**Work required**
Copy the items that appear below, from the line containing "In this exercise you will indicate the feathered" through the line containing "[(200, 325)]", and reproduce each line without any change.

**Input**
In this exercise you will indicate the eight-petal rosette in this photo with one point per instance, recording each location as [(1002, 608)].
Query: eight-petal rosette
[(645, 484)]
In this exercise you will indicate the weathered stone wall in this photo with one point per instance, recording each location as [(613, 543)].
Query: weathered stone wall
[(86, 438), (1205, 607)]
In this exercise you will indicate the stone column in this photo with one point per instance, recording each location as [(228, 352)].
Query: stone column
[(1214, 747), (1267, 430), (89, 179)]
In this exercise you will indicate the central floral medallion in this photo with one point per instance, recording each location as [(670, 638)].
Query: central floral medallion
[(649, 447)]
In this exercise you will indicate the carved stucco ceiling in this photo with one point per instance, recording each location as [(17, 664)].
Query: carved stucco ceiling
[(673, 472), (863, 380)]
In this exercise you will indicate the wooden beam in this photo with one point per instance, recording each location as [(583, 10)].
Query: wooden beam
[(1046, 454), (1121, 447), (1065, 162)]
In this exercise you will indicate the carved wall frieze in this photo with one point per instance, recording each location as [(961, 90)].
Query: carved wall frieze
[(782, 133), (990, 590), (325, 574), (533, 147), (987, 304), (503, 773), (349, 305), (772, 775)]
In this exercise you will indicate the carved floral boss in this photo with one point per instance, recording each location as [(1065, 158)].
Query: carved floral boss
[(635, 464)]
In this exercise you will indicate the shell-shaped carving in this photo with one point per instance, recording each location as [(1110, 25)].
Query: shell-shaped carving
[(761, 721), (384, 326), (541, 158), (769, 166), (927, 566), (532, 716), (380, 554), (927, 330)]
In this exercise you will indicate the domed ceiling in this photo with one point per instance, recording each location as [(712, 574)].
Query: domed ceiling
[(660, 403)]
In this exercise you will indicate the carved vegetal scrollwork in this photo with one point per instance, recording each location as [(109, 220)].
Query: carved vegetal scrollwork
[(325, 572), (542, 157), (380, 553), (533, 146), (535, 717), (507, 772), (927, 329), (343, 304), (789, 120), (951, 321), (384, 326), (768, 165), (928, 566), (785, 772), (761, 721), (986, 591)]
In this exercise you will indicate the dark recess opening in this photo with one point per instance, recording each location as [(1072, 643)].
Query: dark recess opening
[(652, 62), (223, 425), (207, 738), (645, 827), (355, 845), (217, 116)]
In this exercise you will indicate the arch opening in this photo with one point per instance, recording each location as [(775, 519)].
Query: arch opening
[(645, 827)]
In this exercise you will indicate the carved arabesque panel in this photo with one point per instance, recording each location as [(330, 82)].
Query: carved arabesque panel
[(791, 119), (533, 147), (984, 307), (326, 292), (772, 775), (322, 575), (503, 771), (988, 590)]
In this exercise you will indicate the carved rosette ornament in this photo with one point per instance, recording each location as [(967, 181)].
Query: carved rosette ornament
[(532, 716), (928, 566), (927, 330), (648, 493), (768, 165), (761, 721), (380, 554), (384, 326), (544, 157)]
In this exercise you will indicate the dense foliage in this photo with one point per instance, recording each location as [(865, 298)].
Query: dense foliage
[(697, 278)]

...

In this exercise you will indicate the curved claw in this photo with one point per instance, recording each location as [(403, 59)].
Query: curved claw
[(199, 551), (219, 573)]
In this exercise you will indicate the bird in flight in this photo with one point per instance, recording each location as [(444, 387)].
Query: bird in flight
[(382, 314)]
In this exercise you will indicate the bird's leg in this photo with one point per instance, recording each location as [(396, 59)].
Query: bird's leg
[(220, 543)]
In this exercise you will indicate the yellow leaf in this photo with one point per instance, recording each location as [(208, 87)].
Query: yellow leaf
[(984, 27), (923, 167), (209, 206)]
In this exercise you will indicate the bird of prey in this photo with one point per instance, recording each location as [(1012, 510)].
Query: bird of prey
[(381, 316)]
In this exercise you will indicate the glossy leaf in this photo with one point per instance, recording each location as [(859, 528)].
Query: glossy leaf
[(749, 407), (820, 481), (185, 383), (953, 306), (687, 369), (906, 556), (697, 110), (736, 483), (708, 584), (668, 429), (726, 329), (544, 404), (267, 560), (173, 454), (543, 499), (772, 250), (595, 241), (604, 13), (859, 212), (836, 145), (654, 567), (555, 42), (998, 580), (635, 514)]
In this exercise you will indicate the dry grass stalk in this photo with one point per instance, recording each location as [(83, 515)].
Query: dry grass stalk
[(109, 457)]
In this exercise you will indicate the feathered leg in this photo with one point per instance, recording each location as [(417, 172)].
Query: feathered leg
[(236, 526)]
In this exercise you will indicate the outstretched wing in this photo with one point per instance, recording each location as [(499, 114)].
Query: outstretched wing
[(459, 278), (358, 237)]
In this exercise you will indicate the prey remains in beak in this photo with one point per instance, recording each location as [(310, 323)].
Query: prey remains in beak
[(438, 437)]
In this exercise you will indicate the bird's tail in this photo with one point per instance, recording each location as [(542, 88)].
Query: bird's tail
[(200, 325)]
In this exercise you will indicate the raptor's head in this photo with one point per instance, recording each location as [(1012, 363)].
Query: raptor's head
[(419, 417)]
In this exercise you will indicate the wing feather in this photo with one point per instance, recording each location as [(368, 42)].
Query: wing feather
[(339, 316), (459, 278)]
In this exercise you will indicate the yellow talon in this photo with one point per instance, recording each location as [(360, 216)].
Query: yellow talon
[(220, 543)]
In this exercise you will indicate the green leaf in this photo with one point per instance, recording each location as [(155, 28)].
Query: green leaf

==

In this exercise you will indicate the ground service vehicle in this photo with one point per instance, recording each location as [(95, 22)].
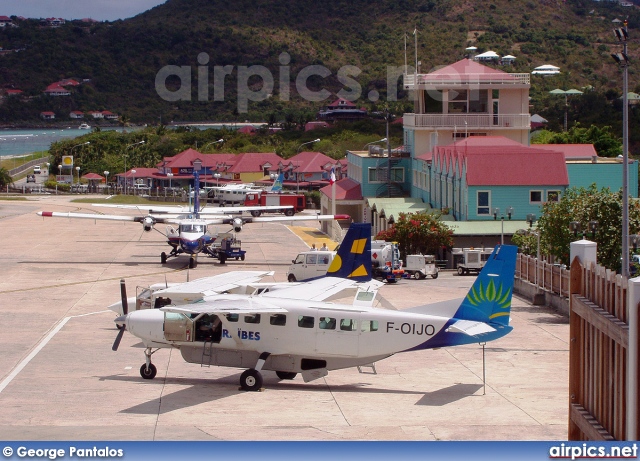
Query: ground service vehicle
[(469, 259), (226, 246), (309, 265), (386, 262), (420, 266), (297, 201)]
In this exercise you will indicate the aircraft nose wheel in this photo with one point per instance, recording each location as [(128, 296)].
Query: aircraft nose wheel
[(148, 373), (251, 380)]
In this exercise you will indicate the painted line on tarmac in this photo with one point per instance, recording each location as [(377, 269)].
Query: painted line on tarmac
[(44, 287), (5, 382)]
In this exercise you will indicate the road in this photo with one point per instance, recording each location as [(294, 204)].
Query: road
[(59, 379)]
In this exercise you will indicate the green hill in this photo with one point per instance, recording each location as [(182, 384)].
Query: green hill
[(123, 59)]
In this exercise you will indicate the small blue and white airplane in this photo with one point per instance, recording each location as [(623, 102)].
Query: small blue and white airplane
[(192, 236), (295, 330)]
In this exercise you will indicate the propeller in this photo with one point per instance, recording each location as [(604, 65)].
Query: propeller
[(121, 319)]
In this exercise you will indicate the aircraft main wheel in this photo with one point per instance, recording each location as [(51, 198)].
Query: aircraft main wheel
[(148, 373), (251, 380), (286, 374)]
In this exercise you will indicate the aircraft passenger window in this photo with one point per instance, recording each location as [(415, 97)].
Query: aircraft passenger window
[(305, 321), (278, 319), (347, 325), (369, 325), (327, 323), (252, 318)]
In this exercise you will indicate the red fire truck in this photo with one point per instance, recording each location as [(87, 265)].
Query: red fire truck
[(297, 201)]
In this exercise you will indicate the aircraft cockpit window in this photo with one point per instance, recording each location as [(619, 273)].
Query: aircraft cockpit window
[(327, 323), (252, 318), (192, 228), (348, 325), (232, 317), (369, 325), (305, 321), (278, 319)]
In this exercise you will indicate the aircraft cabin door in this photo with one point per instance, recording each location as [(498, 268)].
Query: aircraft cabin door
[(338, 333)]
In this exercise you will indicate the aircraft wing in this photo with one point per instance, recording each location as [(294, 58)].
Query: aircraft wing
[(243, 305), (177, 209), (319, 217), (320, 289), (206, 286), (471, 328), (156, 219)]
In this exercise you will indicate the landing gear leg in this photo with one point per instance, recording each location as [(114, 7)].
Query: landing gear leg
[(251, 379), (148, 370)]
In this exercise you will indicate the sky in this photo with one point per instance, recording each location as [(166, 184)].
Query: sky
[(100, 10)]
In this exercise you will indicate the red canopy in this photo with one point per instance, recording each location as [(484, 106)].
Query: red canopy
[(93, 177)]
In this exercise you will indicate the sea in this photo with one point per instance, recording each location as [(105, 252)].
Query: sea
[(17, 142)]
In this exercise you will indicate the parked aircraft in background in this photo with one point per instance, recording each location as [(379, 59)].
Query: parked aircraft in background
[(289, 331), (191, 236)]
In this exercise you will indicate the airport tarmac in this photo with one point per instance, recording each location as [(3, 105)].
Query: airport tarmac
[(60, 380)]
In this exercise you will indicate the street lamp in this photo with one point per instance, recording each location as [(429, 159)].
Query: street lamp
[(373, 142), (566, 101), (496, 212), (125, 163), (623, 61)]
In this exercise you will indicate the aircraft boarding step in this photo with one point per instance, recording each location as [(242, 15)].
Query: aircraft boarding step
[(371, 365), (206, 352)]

**Written response**
In this exercise you will indicate the feathered leg in this photo with one point per instance, recording each location as [(417, 172)].
Query: feathered leg
[(236, 526)]
In this exercise you will indicate the outstretched wing in this photo with one point per instance, recording each location as [(499, 114)].
Query: outstretched wing
[(459, 278), (358, 237)]
In this exercise you will indicate the prey remains in beak in this photo with one point per instance, recording each location as [(310, 323)].
Query: prey remains in beak
[(438, 437)]
In this exercise you will indicate the bird's tail in this photo with one point per instance, recording each location as [(542, 88)].
Query: bird's tail
[(200, 325)]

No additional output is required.